■ What is expected:
Extract every line of the rows that contains the word "order", matching case exactly.

■ Data supplied:
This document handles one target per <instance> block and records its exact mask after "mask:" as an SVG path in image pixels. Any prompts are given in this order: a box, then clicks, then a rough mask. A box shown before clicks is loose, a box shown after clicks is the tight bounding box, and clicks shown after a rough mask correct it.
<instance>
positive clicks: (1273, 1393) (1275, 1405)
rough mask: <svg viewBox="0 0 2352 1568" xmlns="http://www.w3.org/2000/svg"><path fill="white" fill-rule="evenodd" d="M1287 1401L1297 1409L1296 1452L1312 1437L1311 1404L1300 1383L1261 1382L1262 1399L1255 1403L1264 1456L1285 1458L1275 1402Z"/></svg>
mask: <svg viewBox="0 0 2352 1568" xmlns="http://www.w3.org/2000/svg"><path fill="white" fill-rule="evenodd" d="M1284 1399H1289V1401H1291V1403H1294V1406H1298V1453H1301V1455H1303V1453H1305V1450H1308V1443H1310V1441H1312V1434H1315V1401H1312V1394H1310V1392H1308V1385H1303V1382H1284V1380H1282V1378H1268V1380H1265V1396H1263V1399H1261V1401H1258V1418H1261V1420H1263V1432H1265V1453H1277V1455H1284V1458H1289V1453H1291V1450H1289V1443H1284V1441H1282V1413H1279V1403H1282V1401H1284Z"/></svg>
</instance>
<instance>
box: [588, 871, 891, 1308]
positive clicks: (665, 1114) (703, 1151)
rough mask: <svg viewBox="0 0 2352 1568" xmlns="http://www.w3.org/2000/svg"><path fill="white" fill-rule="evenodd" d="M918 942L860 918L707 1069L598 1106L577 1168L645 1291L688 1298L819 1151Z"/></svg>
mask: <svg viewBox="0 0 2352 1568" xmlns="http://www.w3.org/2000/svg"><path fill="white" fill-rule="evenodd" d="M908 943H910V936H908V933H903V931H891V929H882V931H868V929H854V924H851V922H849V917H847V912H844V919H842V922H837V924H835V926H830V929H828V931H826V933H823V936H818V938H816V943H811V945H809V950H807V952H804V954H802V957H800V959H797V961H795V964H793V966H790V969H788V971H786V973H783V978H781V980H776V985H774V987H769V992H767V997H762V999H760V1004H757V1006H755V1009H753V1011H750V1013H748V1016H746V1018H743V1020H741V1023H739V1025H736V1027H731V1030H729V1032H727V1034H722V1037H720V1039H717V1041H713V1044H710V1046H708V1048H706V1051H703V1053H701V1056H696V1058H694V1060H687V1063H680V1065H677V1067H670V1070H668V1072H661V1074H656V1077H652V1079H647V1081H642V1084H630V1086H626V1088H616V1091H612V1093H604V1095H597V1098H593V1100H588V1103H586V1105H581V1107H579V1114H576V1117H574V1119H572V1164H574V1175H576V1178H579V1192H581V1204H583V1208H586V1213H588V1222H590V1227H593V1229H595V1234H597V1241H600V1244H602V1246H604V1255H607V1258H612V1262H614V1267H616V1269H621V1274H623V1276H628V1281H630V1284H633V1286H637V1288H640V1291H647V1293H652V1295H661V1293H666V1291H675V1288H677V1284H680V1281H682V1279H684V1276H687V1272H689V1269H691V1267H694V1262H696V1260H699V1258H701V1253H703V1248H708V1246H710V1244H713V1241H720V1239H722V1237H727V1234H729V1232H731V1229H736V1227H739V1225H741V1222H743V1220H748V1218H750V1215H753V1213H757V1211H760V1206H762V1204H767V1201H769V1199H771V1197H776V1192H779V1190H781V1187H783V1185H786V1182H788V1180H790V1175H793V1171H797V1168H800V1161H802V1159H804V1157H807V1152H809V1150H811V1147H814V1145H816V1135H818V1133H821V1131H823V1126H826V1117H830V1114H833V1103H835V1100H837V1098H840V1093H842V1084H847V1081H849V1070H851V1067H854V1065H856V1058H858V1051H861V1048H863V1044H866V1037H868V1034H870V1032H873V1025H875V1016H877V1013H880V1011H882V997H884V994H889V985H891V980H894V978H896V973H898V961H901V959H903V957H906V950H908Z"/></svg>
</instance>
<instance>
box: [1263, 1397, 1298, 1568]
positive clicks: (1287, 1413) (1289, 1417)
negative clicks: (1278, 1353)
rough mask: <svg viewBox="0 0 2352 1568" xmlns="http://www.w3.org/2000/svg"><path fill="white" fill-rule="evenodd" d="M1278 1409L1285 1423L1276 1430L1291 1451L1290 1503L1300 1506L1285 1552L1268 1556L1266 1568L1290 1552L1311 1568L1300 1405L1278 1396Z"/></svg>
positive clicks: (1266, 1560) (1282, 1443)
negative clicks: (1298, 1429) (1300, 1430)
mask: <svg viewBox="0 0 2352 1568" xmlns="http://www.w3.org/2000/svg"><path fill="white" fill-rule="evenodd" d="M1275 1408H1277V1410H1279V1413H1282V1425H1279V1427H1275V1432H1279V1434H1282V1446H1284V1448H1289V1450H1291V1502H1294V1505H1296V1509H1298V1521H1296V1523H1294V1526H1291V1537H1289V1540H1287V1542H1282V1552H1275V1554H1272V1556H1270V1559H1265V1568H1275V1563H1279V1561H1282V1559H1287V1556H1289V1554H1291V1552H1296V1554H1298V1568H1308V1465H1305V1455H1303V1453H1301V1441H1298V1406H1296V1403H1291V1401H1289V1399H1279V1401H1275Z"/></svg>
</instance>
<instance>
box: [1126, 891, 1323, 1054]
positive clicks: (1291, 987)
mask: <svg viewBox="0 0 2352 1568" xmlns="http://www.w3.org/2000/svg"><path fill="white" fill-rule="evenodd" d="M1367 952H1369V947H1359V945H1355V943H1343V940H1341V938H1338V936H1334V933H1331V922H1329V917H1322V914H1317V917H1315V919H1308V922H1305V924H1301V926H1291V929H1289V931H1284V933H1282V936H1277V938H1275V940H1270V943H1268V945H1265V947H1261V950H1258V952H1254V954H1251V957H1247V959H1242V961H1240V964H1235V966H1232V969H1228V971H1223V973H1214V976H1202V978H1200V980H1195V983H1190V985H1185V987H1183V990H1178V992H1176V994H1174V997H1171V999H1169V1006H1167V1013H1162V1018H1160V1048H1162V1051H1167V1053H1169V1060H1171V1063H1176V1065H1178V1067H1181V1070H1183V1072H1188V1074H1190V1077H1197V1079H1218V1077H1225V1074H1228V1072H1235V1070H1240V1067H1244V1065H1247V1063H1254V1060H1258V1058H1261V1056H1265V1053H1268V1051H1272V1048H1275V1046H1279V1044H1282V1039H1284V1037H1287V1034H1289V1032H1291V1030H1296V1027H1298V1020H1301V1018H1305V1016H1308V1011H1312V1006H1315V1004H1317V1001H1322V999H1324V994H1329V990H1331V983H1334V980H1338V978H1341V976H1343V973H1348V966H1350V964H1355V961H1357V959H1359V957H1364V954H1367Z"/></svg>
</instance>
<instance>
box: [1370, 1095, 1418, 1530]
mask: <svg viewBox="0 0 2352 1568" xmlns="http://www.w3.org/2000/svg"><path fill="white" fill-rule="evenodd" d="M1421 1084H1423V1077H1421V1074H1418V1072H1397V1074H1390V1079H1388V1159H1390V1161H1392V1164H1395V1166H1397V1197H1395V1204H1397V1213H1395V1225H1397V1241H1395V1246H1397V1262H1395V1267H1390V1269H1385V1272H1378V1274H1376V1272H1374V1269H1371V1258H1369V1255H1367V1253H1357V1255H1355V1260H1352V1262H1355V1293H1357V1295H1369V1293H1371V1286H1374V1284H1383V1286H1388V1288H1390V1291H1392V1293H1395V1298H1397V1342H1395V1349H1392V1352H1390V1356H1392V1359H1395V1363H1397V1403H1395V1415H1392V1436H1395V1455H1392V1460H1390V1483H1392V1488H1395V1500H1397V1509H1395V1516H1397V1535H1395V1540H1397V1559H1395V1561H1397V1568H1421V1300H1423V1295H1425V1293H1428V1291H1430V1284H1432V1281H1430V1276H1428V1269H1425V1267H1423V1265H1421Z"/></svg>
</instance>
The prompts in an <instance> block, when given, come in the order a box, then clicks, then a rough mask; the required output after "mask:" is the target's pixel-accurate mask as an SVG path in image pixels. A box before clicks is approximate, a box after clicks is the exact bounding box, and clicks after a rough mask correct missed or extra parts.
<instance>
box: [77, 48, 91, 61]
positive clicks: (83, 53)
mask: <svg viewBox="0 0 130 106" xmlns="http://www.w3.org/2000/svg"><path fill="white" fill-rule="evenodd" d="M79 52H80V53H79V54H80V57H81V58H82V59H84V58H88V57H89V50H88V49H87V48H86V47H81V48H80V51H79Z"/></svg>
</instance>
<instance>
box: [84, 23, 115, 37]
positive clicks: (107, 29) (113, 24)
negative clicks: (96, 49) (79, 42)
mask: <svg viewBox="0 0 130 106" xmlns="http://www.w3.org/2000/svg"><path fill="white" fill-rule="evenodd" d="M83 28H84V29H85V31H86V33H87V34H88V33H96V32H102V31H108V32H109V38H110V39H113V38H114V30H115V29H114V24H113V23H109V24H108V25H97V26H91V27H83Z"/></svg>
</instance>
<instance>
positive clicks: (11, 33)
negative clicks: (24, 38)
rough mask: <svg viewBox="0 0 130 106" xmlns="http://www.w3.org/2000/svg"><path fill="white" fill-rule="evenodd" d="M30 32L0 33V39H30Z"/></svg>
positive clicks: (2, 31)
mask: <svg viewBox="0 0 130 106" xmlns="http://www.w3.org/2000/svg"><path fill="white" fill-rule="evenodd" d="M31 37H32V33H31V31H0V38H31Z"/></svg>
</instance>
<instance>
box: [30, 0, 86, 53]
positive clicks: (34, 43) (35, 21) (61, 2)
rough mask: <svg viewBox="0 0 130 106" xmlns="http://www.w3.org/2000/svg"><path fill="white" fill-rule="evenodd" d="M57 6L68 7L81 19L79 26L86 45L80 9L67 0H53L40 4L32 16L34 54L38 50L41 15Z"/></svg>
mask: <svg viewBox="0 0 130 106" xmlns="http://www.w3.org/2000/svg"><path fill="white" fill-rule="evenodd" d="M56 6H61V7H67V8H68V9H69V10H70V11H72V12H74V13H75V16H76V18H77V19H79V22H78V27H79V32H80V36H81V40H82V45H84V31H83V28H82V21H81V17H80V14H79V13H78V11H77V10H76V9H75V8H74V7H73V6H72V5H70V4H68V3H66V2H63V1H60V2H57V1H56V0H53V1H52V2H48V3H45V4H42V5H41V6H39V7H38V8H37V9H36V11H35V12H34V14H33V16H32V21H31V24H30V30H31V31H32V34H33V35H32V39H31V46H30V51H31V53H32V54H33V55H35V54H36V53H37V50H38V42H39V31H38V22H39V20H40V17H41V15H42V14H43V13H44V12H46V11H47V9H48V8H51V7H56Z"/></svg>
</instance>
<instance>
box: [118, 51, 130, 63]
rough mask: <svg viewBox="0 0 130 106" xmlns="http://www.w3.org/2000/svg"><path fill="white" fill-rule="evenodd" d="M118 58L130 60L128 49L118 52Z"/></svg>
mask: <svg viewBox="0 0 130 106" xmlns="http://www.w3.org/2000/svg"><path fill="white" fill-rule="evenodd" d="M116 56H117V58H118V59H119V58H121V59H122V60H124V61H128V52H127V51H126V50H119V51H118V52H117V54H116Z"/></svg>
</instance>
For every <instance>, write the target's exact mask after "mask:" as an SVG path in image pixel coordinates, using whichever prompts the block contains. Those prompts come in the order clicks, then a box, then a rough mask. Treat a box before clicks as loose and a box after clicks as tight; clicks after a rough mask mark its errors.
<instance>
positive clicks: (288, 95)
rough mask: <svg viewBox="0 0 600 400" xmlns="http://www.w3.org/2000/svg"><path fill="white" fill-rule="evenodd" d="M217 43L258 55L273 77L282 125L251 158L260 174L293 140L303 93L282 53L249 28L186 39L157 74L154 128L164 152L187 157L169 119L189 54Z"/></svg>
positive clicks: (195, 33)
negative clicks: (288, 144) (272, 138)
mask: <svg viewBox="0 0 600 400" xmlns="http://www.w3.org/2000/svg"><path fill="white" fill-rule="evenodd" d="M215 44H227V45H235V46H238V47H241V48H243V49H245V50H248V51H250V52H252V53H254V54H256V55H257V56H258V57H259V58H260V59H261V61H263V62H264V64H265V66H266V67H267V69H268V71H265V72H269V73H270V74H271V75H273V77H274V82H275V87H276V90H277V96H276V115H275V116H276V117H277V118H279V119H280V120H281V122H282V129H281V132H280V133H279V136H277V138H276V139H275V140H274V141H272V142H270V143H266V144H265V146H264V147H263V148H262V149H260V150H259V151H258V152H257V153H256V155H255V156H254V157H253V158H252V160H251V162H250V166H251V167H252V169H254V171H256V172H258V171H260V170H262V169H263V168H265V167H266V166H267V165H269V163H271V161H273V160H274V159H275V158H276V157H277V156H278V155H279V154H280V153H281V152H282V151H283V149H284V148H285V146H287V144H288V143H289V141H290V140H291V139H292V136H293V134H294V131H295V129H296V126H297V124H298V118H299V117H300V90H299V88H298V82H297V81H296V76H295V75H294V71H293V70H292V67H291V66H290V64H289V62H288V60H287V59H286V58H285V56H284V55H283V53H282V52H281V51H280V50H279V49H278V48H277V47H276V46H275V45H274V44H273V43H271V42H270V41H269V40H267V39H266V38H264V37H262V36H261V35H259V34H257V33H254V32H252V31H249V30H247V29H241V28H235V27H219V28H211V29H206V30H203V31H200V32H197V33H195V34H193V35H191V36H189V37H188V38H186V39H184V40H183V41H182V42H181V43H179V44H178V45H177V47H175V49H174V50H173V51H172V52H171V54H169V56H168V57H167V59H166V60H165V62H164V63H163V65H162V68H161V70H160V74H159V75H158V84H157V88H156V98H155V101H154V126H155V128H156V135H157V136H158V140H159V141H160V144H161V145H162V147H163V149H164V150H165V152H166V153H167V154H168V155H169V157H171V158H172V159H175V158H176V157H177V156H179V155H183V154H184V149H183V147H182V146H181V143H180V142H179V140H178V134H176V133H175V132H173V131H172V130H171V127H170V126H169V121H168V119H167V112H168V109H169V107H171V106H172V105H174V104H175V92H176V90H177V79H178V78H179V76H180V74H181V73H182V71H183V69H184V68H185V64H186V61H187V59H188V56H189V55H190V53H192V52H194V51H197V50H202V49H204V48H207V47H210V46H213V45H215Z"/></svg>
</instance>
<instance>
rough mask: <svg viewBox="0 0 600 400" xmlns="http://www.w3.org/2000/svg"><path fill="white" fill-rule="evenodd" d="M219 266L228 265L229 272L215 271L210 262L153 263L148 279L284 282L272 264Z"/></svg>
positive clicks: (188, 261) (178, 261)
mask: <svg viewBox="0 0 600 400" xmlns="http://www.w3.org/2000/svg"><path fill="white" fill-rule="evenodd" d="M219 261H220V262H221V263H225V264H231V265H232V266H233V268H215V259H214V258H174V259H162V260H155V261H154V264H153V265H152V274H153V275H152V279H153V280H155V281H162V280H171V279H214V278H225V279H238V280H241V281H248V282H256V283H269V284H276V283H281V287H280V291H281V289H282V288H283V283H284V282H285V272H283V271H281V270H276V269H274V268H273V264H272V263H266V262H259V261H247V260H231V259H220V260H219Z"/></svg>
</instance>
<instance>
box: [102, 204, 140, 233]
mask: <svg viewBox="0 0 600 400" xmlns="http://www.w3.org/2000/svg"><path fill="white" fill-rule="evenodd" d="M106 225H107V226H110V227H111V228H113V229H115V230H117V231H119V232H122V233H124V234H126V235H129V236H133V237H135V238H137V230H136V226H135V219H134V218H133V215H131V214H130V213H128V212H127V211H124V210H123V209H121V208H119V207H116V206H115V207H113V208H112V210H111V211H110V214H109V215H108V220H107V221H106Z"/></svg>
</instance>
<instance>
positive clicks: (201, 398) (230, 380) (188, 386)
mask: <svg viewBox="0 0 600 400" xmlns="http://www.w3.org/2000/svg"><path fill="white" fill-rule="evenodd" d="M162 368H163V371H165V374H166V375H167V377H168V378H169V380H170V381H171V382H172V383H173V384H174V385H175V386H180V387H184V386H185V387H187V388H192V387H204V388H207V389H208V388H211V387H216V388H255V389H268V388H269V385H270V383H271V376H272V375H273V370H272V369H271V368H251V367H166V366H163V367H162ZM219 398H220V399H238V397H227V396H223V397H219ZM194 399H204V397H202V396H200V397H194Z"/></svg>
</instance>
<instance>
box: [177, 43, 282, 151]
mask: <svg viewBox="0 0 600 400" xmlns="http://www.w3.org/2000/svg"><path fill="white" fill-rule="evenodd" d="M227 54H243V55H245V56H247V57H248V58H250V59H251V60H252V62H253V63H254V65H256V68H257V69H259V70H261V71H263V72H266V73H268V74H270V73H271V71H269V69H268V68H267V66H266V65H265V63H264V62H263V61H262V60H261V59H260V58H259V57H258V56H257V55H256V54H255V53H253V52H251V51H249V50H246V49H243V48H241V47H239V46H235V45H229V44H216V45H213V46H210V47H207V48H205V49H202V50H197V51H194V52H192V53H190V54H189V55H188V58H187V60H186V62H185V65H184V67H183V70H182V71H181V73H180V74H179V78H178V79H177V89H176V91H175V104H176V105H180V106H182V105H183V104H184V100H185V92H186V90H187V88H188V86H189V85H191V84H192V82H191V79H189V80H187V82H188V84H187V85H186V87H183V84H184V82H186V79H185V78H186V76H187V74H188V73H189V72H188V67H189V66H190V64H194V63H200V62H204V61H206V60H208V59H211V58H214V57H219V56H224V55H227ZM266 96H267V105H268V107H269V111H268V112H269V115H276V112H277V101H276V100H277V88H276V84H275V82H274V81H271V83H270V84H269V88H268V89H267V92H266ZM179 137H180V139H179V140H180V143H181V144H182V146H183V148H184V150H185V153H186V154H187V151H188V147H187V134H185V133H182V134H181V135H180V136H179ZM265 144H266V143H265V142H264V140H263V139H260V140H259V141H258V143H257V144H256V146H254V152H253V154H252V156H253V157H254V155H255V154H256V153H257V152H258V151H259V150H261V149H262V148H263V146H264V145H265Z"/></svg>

■ Exercise answer:
This document handles one target per <instance> block and records its exact mask after "mask:" as an SVG path in image pixels. Any prompts are given in this order: a box, then clicks, then a rough mask. A box shown before clicks is loose, a box shown after clicks is the tight bounding box, and clicks shown after a rough mask correct it.
The prompts in an <instance> block, when given, come in the order a box, then clicks, then a rough mask; the required output after "mask:" is the target's pixel-accurate mask as an SVG path in image pixels. A box before clicks is approximate, a box after clicks is the exact bounding box, and clicks after a rough mask correct missed or extra parts.
For every <instance>, write the target's exact mask after "mask:" as an SVG path in image pixel coordinates, using whichever prompts the block contains. Those prompts come in the order clicks, then a box, then a rough mask. Treat a box before clicks as loose and a box after clicks as tight; clicks after a rough mask mark its errors.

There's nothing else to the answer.